### Provided data

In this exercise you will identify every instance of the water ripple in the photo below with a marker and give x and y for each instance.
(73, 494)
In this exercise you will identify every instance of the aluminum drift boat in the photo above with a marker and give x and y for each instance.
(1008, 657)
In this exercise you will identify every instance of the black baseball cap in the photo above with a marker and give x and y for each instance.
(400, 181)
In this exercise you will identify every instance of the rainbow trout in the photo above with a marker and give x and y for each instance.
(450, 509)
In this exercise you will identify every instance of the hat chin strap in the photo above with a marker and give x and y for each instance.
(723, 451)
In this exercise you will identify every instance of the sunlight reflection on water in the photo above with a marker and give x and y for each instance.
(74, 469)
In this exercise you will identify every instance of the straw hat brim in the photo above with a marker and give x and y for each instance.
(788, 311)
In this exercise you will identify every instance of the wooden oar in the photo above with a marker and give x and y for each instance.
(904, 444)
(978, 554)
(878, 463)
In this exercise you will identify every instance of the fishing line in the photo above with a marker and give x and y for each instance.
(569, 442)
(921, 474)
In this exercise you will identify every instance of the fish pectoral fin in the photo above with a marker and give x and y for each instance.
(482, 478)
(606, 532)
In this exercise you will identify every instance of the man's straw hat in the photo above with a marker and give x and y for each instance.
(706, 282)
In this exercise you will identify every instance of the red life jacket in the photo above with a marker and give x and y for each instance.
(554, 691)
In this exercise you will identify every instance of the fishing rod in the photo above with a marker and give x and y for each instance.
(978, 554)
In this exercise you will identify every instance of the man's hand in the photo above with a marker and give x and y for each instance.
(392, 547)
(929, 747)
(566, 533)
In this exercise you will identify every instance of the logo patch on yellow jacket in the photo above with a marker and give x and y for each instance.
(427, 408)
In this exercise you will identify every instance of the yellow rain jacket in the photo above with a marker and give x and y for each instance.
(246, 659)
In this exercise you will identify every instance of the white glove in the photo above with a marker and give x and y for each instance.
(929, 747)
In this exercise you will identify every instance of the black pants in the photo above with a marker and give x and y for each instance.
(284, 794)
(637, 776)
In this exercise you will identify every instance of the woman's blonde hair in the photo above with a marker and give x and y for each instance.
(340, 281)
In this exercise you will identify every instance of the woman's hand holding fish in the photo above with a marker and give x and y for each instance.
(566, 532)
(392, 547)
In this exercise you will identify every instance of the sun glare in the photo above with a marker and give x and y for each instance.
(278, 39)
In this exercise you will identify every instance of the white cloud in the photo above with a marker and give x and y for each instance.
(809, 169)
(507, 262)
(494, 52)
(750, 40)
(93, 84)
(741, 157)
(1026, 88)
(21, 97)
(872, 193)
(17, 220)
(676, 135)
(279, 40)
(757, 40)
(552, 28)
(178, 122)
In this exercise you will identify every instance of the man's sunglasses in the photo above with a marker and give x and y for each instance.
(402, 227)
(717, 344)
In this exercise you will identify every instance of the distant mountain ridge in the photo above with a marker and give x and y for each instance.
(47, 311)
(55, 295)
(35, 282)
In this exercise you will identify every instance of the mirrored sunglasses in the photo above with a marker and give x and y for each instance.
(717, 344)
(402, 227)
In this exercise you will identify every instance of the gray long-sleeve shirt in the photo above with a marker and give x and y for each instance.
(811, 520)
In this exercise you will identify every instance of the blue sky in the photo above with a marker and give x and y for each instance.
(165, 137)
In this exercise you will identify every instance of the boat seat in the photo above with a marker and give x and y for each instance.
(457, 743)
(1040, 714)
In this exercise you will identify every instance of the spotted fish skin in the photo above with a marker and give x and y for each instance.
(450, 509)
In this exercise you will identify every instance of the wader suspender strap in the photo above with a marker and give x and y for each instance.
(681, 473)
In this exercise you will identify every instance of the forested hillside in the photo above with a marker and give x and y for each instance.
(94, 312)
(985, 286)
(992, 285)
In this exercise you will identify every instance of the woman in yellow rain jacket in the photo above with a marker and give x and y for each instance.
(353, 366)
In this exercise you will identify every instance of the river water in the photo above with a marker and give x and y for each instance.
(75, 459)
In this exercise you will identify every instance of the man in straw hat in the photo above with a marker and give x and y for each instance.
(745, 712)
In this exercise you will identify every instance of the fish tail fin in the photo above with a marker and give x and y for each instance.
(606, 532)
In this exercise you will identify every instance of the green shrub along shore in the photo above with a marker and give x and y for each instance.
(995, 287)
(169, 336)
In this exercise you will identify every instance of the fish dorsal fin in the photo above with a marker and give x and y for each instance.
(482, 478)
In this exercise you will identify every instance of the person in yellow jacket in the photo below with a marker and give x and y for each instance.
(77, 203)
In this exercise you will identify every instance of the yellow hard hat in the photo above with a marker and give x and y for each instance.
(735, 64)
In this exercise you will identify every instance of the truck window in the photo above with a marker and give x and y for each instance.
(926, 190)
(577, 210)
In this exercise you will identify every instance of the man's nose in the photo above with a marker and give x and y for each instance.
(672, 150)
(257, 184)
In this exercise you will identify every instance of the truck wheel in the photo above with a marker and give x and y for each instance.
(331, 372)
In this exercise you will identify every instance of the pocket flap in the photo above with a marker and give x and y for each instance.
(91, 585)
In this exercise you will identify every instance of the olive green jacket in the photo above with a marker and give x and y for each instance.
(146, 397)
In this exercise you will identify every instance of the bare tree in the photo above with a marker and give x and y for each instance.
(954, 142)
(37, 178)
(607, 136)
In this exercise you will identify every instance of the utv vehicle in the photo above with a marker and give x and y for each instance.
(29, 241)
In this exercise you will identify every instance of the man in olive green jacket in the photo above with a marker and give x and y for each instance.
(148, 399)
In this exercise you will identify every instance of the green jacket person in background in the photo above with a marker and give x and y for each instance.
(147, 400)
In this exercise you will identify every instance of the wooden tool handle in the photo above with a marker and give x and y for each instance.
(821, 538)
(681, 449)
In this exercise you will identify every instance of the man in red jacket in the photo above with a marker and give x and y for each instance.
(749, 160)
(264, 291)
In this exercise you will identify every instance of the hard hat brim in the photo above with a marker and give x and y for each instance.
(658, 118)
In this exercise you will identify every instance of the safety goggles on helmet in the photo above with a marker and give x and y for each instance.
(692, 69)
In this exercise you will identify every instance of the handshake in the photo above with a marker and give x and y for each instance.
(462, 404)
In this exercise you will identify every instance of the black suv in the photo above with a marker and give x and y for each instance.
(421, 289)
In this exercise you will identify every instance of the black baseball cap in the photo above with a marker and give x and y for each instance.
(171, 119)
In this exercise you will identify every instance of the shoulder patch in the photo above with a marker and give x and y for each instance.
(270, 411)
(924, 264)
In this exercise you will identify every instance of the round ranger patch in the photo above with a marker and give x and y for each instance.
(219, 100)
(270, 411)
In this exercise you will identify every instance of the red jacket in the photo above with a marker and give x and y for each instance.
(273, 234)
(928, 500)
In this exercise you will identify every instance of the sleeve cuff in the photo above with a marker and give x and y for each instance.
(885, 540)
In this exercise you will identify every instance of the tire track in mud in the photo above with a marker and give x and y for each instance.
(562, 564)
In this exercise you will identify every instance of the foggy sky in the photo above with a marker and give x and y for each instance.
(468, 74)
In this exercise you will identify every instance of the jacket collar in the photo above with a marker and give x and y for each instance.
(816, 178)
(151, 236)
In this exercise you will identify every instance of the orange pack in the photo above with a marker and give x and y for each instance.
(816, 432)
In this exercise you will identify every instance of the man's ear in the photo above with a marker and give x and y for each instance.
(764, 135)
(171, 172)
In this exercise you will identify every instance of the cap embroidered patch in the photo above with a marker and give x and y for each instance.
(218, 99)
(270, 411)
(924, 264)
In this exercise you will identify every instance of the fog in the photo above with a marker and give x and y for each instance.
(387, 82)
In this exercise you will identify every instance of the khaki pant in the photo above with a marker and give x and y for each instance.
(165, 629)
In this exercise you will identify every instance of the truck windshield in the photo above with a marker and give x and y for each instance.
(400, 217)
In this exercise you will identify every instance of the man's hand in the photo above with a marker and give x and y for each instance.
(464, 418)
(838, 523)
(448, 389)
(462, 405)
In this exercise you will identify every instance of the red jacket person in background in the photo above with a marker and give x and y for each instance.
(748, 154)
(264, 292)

### Task instructions
Give the records from the start through the line that contains "(1008, 657)" as a CSV with two columns, request and answer, one row per request. Put each value in its own quoted field, with line breaks turned into spaces.

### Expected output
request,answer
"In this exercise you will identify every instance of the water ripple in the photo below with a marker and give x and y for each instance.","(73, 494)"
"In this exercise you will identify every instance of the aluminum drift boat in the photo above with a marker and give x and y for each instance.","(1008, 657)"